- [Exercise aim] Could you give back every entry below exactly, with the pictures dropped?

□ □ □ □ □ □ □

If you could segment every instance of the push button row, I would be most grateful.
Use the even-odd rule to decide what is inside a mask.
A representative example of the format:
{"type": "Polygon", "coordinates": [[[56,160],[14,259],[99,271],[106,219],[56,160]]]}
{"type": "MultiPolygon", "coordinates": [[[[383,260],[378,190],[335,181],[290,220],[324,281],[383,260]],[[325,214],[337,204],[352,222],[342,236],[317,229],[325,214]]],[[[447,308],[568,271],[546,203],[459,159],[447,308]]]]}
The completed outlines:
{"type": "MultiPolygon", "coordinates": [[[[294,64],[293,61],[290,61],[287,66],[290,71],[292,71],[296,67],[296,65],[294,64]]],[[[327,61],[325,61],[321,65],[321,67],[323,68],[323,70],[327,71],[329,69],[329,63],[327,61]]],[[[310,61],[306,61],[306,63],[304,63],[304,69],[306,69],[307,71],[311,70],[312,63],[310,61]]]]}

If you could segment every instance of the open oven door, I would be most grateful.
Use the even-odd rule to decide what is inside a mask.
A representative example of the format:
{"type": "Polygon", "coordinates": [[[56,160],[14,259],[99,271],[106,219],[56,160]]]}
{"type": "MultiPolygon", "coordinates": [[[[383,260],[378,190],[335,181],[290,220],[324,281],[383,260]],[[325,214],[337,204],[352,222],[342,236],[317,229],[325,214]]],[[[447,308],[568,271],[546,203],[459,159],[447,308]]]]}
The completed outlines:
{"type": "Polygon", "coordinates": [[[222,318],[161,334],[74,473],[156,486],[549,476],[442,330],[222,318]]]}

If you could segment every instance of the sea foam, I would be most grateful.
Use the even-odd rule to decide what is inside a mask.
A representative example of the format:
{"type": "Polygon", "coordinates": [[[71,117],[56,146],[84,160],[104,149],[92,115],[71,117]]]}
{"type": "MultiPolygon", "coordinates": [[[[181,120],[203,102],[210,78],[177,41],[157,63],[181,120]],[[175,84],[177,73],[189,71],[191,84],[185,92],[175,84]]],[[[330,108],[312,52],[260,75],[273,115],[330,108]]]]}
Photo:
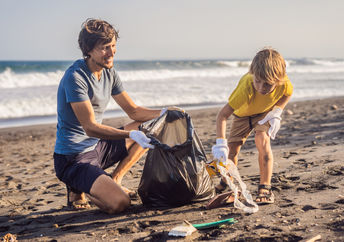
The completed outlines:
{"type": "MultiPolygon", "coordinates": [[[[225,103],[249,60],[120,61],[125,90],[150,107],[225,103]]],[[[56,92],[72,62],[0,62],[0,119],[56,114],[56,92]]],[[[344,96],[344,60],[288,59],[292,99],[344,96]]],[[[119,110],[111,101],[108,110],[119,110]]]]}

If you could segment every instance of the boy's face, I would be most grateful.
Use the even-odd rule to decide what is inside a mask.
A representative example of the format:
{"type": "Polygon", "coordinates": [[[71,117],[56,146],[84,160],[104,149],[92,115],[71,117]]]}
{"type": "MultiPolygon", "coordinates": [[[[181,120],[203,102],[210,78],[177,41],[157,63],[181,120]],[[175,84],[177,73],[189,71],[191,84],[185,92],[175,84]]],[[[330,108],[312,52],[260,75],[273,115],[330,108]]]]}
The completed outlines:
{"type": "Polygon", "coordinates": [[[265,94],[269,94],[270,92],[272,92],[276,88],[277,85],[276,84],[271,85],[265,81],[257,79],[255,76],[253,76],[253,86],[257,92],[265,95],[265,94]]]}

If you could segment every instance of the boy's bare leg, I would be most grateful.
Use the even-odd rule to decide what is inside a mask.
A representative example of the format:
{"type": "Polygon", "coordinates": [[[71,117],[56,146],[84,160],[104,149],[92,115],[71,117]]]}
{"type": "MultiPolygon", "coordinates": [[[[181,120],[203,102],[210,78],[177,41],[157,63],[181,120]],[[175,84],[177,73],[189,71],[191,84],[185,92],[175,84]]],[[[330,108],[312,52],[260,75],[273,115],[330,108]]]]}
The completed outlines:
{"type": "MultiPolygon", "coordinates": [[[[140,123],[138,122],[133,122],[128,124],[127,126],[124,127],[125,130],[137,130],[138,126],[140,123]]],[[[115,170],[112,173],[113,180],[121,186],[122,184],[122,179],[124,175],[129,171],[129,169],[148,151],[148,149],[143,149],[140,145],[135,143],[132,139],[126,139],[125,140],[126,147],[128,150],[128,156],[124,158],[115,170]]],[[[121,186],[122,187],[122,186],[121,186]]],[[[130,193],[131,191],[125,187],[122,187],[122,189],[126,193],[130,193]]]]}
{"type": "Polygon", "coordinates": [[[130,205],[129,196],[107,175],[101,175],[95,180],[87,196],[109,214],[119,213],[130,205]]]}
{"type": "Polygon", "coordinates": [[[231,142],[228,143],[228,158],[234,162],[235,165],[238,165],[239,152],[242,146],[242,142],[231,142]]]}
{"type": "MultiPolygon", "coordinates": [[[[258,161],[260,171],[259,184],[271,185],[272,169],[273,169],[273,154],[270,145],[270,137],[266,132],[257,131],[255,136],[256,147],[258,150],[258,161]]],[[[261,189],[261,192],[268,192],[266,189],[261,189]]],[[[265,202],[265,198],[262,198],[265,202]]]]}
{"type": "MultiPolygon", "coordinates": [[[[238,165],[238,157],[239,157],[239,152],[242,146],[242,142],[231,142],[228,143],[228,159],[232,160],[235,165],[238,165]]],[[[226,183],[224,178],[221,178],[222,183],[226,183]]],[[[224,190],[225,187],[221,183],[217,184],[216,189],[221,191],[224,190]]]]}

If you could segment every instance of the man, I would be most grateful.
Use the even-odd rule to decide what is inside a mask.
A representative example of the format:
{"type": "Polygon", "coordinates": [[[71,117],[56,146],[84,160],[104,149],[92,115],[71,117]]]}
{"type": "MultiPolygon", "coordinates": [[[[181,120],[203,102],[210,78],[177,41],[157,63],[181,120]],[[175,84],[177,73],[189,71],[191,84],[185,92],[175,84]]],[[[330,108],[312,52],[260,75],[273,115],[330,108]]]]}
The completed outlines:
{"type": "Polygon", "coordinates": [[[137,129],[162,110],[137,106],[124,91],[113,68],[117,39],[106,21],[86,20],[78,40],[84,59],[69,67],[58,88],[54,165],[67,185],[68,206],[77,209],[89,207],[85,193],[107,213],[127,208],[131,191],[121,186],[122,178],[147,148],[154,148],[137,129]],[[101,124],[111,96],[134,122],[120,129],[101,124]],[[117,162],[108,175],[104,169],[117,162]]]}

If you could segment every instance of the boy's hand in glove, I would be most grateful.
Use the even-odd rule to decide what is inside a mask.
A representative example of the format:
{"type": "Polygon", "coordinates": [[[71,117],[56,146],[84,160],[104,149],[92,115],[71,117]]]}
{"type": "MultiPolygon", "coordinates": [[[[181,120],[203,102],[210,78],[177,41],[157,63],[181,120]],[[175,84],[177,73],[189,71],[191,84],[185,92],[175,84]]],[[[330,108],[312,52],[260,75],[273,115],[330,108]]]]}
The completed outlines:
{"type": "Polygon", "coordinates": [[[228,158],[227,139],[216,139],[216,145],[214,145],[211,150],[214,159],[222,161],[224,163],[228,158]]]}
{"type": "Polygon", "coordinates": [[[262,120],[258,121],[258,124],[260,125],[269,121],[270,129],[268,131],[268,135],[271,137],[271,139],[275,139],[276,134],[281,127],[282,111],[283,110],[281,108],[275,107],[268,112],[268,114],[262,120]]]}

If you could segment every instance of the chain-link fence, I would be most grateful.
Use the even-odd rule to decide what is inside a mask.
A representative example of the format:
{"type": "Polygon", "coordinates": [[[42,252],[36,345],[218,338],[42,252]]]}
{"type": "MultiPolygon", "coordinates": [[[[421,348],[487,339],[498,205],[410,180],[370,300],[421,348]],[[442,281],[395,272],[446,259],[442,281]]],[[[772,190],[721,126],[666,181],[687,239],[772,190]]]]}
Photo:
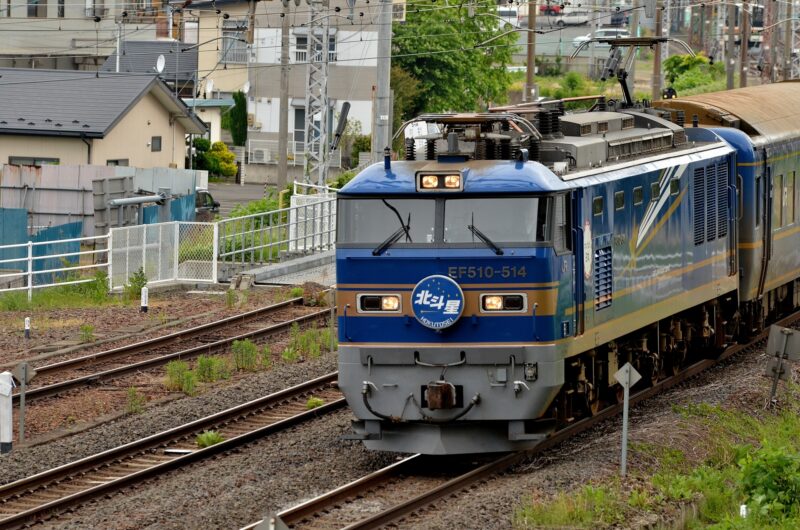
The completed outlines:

□ □ □ □ □ □ □

- [Solved exercise]
If you could segment every instance of the push button row, I would be most grateful.
Use the even-odd rule to decide what is inside a mask.
A representative example of the format:
{"type": "Polygon", "coordinates": [[[56,160],[14,259],[99,271],[106,219],[56,160]]]}
{"type": "MultiPolygon", "coordinates": [[[[383,260],[378,190],[335,181],[290,220],[324,281],[383,260]],[[325,214],[337,204],[352,222],[342,236],[317,229],[325,214]]],[[[447,308],[568,271],[546,203],[459,159],[447,308]]]]}
The completed outlines:
{"type": "MultiPolygon", "coordinates": [[[[294,64],[293,61],[290,61],[287,66],[290,71],[292,71],[296,67],[296,65],[294,64]]],[[[327,61],[325,61],[321,65],[321,67],[323,68],[323,70],[327,71],[329,69],[329,63],[327,61]]],[[[310,61],[306,61],[306,63],[304,63],[304,69],[306,69],[307,71],[311,70],[312,63],[310,61]]]]}

If you could segment every instance of the open oven door, I would be most grateful.
Use the even-odd rule to decide what is inside a mask.
A representative example of the format:
{"type": "Polygon", "coordinates": [[[56,160],[14,259],[99,271],[106,219],[56,160]]]}
{"type": "MultiPolygon", "coordinates": [[[[383,260],[378,190],[335,181],[290,220],[324,281],[383,260]],[[325,214],[337,204],[352,222],[342,236],[317,229],[325,214]]],[[[447,308],[568,271],[546,203],[459,159],[447,308]]]]}
The completed outlines:
{"type": "Polygon", "coordinates": [[[222,318],[161,334],[74,473],[156,486],[549,476],[442,330],[222,318]]]}

If you could segment every instance of the sea foam, I would be most grateful.
Use the even-odd rule to decide what is inside a mask.
A representative example of the format:
{"type": "Polygon", "coordinates": [[[71,117],[56,146],[84,160],[104,149],[92,115],[71,117]]]}
{"type": "MultiPolygon", "coordinates": [[[[181,120],[203,102],[210,78],[177,41],[157,63],[181,120]],[[175,84],[177,73],[189,71],[191,84],[185,92],[175,84]]],[[[330,108],[312,52],[260,75],[273,115],[330,108]]]]}
Photo:
The completed outlines:
{"type": "MultiPolygon", "coordinates": [[[[225,103],[249,60],[120,61],[125,90],[150,107],[225,103]]],[[[56,92],[72,62],[0,62],[0,119],[56,114],[56,92]]],[[[344,96],[344,60],[288,59],[292,99],[344,96]]],[[[119,110],[111,101],[108,110],[119,110]]]]}

If you could segment every instance of the boy's face, I would be most grateful.
Use the even-odd rule to decide what is inside a mask.
A representative example of the format:
{"type": "Polygon", "coordinates": [[[71,117],[56,146],[84,160],[104,149],[92,115],[71,117]]]}
{"type": "MultiPolygon", "coordinates": [[[[181,120],[203,102],[210,78],[177,41],[157,63],[181,120]],[[175,84],[177,73],[189,71],[191,84],[185,92],[175,84]]],[[[330,108],[312,52],[260,75],[273,115],[330,108]]]]}
The completed outlines:
{"type": "Polygon", "coordinates": [[[265,94],[269,94],[270,92],[272,92],[276,88],[277,85],[276,84],[271,85],[265,81],[257,79],[255,76],[253,76],[253,86],[257,92],[265,95],[265,94]]]}

If you could segment every instance of the boy's bare leg, I would be most grateful.
Use the even-odd rule to decide what is inside a mask.
A representative example of the format:
{"type": "Polygon", "coordinates": [[[71,117],[56,146],[84,160],[104,149],[92,115],[71,117]]]}
{"type": "MultiPolygon", "coordinates": [[[[181,120],[203,102],[210,78],[177,41],[157,63],[181,120]],[[175,84],[177,73],[189,71],[191,84],[185,92],[175,84]]],[[[330,108],[312,52],[260,75],[273,115],[330,108]]]]}
The completed outlines:
{"type": "MultiPolygon", "coordinates": [[[[140,123],[138,122],[133,122],[128,124],[127,126],[124,127],[125,130],[137,130],[138,126],[140,123]]],[[[115,170],[112,173],[113,180],[121,186],[122,184],[122,179],[124,175],[129,171],[129,169],[148,151],[148,149],[143,149],[140,145],[135,143],[132,139],[126,139],[125,140],[126,147],[128,150],[128,156],[124,158],[115,170]]],[[[121,186],[122,187],[122,186],[121,186]]],[[[130,193],[131,191],[125,187],[122,187],[122,189],[126,193],[130,193]]]]}
{"type": "Polygon", "coordinates": [[[130,205],[129,196],[107,175],[101,175],[95,180],[87,196],[109,214],[119,213],[130,205]]]}
{"type": "Polygon", "coordinates": [[[231,142],[228,143],[228,158],[234,162],[235,165],[238,165],[239,152],[242,146],[242,142],[231,142]]]}
{"type": "MultiPolygon", "coordinates": [[[[258,161],[260,171],[259,184],[271,185],[272,169],[273,169],[273,154],[270,145],[270,137],[266,132],[257,131],[255,136],[256,147],[258,150],[258,161]]],[[[261,189],[261,192],[268,192],[266,189],[261,189]]],[[[265,202],[265,198],[262,198],[265,202]]]]}
{"type": "MultiPolygon", "coordinates": [[[[238,165],[238,157],[239,157],[239,152],[242,146],[242,142],[231,142],[228,143],[228,159],[232,160],[235,165],[238,165]]],[[[226,183],[224,178],[221,178],[222,183],[226,183]]],[[[224,190],[225,187],[221,183],[217,184],[216,189],[221,191],[224,190]]]]}

If you could segment every instance of the man, I would be most grateful.
Use the even-odd rule to decide what is inside a mask.
A representative example of the format:
{"type": "Polygon", "coordinates": [[[71,117],[56,146],[84,160],[104,149],[92,115],[71,117]]]}
{"type": "MultiPolygon", "coordinates": [[[[181,120],[203,102],[210,78],[177,41],[157,63],[181,120]],[[175,84],[177,73],[189,71],[191,84],[185,92],[175,84]]],[[[330,108],[312,52],[260,75],[273,115],[330,108]]]]}
The completed outlines:
{"type": "Polygon", "coordinates": [[[137,129],[162,110],[137,106],[124,91],[113,68],[117,39],[106,21],[86,20],[78,40],[84,59],[69,67],[58,88],[54,165],[67,185],[68,206],[77,209],[89,207],[85,193],[107,213],[127,208],[131,191],[121,186],[122,178],[147,148],[154,148],[137,129]],[[101,124],[111,96],[134,122],[120,129],[101,124]],[[117,162],[108,175],[104,169],[117,162]]]}

If you could segment every instance of the boy's hand in glove, I would be most grateful.
Use the even-odd rule to decide what is inside a mask.
A representative example of the format:
{"type": "Polygon", "coordinates": [[[71,117],[56,146],[84,160],[104,149],[92,115],[71,117]]]}
{"type": "MultiPolygon", "coordinates": [[[[181,120],[203,102],[210,78],[177,41],[157,63],[181,120]],[[175,84],[177,73],[189,71],[191,84],[185,92],[175,84]]],[[[330,108],[312,52],[260,75],[273,115],[330,108]]]]}
The completed outlines:
{"type": "Polygon", "coordinates": [[[228,158],[227,139],[216,139],[216,145],[214,145],[211,150],[214,159],[222,161],[224,163],[228,158]]]}
{"type": "Polygon", "coordinates": [[[262,120],[258,121],[258,124],[260,125],[269,121],[270,129],[268,131],[268,135],[271,137],[271,139],[275,139],[276,134],[281,127],[282,111],[283,110],[281,108],[275,107],[268,112],[268,114],[262,120]]]}

If you could segment every instance of the chain-link fence, I would be most grateful.
Use the even-odd rule to decide what is inside a mask.
A representative example of the format:
{"type": "Polygon", "coordinates": [[[42,252],[36,345],[218,338],[42,252]]]}
{"type": "MultiPolygon", "coordinates": [[[[421,348],[487,339],[498,205],[410,180],[370,300],[421,348]],[[442,281],[395,272],[446,259],[442,281]]],[[[772,190],[721,126],[666,181],[687,239],[772,190]]]]}
Photo:
The completed outlines:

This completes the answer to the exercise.